> _Excerpt to read_:
☆ ☆ ☆ ☆ ☆ ☆ ☆
US Senator Edward Kennedy was released from a Boston hospital this morning after being diagnosed with a malignant brain tumour.
The 76-year-old Massachusetts politician waved to sympathisers and embraced accompanying family members as he left Massachusetts General Hospital, where has been since suffering a seizure at his family's Cape Cod vacation home on Saturday.
Mr Kennedy, the second-longest serving member of the current US Senate, was diagnosed with a malignant brain tumour called a glioma, his doctors said yesterday. His prospects of recovery will depend on further analysis of the tumour and the extent to which it has advanced.
Patients typically survive for between one and five years following such a diagnosis, depending on the type of tumour.
The doctors said he might undergo treatment including radiation and chemotherapy.
☆ ☆ ☆ ☆ ☆ ☆ ☆
> _Supplied data_:
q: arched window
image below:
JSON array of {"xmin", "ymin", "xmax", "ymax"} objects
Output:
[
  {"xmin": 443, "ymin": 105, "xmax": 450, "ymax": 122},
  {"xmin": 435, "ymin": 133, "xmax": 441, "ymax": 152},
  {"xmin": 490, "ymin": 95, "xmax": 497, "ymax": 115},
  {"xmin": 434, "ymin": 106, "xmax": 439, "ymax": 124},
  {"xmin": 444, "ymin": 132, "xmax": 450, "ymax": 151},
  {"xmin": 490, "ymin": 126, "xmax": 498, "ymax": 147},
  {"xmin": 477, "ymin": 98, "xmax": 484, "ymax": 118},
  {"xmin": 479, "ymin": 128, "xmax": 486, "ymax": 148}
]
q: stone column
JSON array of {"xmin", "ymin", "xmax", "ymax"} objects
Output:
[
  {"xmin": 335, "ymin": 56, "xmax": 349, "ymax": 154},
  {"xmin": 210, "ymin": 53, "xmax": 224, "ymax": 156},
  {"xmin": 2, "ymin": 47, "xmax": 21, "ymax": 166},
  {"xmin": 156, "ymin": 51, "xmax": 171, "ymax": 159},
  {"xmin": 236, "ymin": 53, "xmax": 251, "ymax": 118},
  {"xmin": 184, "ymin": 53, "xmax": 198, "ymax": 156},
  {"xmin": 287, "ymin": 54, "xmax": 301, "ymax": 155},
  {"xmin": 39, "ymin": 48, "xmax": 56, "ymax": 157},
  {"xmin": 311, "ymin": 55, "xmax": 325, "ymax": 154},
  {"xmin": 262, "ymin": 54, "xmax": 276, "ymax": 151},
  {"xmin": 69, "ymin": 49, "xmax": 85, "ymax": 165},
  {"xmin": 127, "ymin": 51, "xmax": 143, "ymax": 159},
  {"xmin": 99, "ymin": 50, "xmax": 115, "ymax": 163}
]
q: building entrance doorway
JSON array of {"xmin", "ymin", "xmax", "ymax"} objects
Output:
☆ ☆ ☆ ☆ ☆ ☆ ☆
> _Task list_:
a – From the article on Edward Kennedy's diagnosis, write out the passage starting with "Mr Kennedy, the" and going on through "type of tumour.".
b – Extend the article on Edward Kennedy's diagnosis from the point where it stops.

> _Responses in order_:
a –
Mr Kennedy, the second-longest serving member of the current US Senate, was diagnosed with a malignant brain tumour called a glioma, his doctors said yesterday. His prospects of recovery will depend on further analysis of the tumour and the extent to which it has advanced.
Patients typically survive for between one and five years following such a diagnosis, depending on the type of tumour.

b –
"Senator Kennedy has recovered remarkably quickly from his Monday procedure and therefore will be released from the hospital today ahead of schedule," his doctors, neurologist Dr Lee Schwamm and physician Dr Larry Ronan said in a joint statement. The doctors described Mr Kennedy as "feeling well and eager to get started."
It is unclear whether Mr Kennedy will have to resign because of his illness, but he is expected to take time off from the Senate while undergoing chemotherapy.
Elected in 1962 to the seat vacated when his brother, John F Kennedy, became president a year earlier, Mr Kennedy is the second-longest serving member of the senate. He was re-elected in 2006 and is not up for election again until 2012. If he fails to serve his full term, a special election will be held to fill the Massachusetts seat.